Given text:
5 Peters v Attorney-General, above n 2, at [162].
6 Privacy Act 2020, s 31.
[22] However, Ms Jackson submitted that the exact scope of the remedies available in a “Court of law” in respect of a breach of privacy principle 6 was uncertain.
[23] As a matter of principle, it is certainly far from clear that the Court needs to recognise a tort that creates strict liability for a breach of privacy principle 6 when, if a breach occurs, the aggrieved person has remedies available to them under pt 5 of the Privacy Act. Where the Privacy Act provides a comprehensive regime for redress, including civil proceedings for damages before the Human Rights Tribunal with appeals to the High Court, that structure is a strong factor against the Court superimposing tort liability for breach of privacy principle 6. Rhetorically, why would the process in pt 5 of the Privacy Act exist if an aggrieved person could bypass that process and seek relief in the Court as in tort.
[24] Ms Christison confirmed to me at the commencement of the hearing that she did not wish to pursue a claim in this Court for breach of privacy principle 6 which may arguably be open to her pursuant to s 31(2) of the Privacy Act. Ms Jackson submitted there may well be limitation issues in that regard which would bring into play the correct interpretation of s 98 of the Act along with the nature of the relief that the Court can grant under s 31(2). I need not consider those issues here as Ms Christison was quite clear that she did not wish to pursue a claim based on breach of privacy principle 6, instead wishing to pursue her claim in tort.
[25] I am satisfied that Ms Christison’s claim in tort is unsuitable for the summary judgment process. The reason being it cannot be suggested there is no real question to be tried in respect of the cause of action Ms Christison seeks to advance.7 The creation of the new tort as sought by Ms Christison, runs directly into the fact “... the courts have consistently rejected the creation of a tort that is co-extensive with liability under the Privacy Act” which is what Ms Christison is asking the Court to do.8 That s 66 of the Act deems OT’s breaches of the Act to be an interference with Ms Christison’s privacy does not mean such deemed interference can found a new tort.

Data segment:
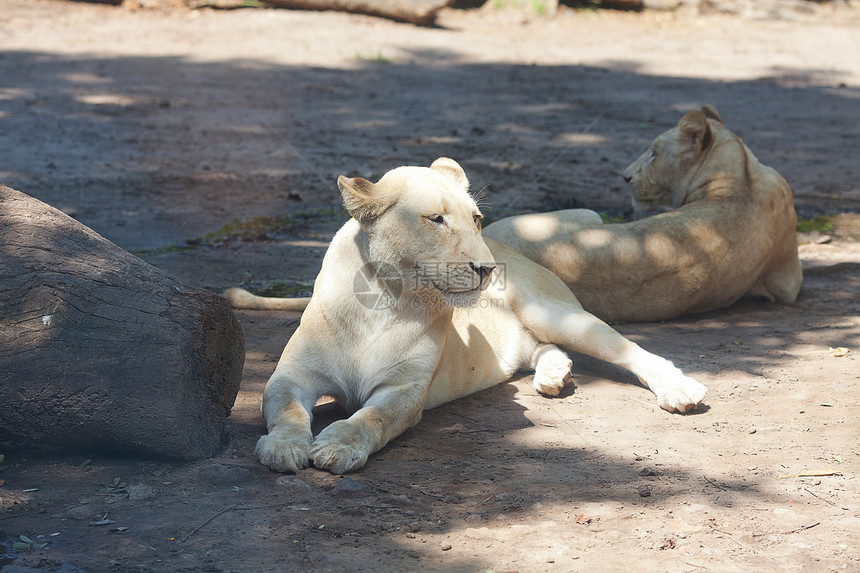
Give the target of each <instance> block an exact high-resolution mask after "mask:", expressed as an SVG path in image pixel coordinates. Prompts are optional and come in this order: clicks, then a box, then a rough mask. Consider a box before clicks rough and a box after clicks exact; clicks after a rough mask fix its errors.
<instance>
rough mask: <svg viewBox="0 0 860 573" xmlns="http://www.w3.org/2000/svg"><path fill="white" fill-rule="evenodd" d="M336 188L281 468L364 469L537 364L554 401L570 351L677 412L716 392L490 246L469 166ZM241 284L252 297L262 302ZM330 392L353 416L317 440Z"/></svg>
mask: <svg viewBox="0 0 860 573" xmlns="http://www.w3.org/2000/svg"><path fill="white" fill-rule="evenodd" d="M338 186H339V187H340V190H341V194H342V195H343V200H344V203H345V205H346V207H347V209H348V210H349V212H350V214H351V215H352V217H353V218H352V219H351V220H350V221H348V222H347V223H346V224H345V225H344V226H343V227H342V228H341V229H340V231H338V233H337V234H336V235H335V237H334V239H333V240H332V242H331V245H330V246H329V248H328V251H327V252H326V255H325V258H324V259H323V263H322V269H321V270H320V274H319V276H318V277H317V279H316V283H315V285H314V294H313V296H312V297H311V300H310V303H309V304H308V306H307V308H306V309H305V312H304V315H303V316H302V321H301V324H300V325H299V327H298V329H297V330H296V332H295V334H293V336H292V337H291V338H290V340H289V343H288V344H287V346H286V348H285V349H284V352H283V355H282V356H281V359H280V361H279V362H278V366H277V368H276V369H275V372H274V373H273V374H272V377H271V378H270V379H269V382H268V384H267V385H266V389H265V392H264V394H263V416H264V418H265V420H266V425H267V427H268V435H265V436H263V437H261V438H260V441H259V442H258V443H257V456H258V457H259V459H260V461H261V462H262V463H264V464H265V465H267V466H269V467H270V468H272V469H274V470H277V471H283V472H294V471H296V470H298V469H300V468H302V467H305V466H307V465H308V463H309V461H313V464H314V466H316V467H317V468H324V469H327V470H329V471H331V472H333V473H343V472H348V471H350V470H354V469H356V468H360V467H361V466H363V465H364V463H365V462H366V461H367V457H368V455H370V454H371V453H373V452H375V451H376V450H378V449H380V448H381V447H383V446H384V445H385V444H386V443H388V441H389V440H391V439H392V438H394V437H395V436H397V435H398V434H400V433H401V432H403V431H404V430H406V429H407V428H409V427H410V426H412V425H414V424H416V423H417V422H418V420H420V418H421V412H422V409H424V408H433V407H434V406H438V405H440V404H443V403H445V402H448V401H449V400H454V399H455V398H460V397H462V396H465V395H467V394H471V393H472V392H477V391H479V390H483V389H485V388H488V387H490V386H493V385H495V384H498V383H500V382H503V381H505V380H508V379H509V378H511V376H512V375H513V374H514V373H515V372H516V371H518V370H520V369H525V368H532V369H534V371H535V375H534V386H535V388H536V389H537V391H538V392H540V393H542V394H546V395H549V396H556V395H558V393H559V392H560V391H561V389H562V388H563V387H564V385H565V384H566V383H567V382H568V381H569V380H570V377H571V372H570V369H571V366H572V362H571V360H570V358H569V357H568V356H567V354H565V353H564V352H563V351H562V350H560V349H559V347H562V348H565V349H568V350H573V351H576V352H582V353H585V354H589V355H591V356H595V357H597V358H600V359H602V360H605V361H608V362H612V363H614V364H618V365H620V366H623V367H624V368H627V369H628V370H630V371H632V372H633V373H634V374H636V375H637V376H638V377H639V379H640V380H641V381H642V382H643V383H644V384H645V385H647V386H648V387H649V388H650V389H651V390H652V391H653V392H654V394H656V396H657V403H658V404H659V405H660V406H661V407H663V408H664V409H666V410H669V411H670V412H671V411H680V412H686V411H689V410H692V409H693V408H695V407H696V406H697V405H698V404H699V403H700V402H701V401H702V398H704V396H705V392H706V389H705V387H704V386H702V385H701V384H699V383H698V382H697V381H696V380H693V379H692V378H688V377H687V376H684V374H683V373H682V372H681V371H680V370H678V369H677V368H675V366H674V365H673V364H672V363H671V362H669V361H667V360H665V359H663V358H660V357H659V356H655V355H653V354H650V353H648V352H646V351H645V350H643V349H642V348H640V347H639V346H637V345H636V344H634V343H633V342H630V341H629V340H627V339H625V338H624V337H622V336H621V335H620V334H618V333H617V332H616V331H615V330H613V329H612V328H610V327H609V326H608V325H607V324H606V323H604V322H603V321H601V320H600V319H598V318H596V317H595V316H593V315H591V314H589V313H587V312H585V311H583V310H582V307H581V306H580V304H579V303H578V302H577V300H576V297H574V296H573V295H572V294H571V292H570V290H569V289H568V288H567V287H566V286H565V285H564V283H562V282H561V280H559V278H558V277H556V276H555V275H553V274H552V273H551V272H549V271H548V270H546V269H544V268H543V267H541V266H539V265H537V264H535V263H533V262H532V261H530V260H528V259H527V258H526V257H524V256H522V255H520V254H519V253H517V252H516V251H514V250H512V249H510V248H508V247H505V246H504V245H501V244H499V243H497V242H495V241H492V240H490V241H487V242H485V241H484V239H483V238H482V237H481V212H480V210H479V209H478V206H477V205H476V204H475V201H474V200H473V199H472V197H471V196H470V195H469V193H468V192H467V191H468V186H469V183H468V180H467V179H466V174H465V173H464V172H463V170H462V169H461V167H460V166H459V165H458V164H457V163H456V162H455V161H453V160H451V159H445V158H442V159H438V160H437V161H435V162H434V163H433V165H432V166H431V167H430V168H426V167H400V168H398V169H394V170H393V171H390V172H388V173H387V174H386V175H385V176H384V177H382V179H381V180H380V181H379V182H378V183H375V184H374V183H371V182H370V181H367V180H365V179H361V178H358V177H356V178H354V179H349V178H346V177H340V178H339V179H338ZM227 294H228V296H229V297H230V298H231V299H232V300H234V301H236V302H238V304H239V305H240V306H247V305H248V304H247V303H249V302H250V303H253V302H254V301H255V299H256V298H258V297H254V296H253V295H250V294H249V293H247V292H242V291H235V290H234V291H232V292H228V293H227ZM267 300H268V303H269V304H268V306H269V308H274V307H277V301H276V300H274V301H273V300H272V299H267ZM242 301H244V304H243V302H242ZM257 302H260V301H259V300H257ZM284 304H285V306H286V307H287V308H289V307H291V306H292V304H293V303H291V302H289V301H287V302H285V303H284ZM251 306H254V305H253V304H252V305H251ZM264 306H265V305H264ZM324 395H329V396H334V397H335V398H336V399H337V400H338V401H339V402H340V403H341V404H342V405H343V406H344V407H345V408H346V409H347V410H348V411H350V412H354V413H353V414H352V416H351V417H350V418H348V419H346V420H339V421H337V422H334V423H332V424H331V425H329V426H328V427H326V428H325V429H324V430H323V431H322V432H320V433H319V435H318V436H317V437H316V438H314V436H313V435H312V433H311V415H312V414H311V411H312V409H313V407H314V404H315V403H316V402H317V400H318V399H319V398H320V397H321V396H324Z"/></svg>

Work item A:
Copy from the judgment excerpt the passage starting with "6 Privacy Act" and going on through "6 was uncertain.".
Work item B:
Rewrite the paragraph of the judgment excerpt that begins "Ms Christison confirmed to me" as a short bulleted list that keeps its main facts.

Exercise response A:
6 Privacy Act 2020, s 31.
[22] However, Ms Jackson submitted that the exact scope of the remedies available in a “Court of law” in respect of a breach of privacy principle 6 was uncertain.

Exercise response B:
- At the start of the hearing, Ms Christison confirmed she did not wish to pursue a claim in this Court for breach of privacy principle 6, which may arguably be open to her under s 31(2) of the Privacy Act.
- Ms Jackson submitted that such a claim may raise limitation issues. These would involve the correct interpretation of s 98 of the Act and the nature of the relief the Court can grant under s 31(2).
- I need not consider those issues, because Ms Christison was clear that she wished to pursue her claim in tort instead.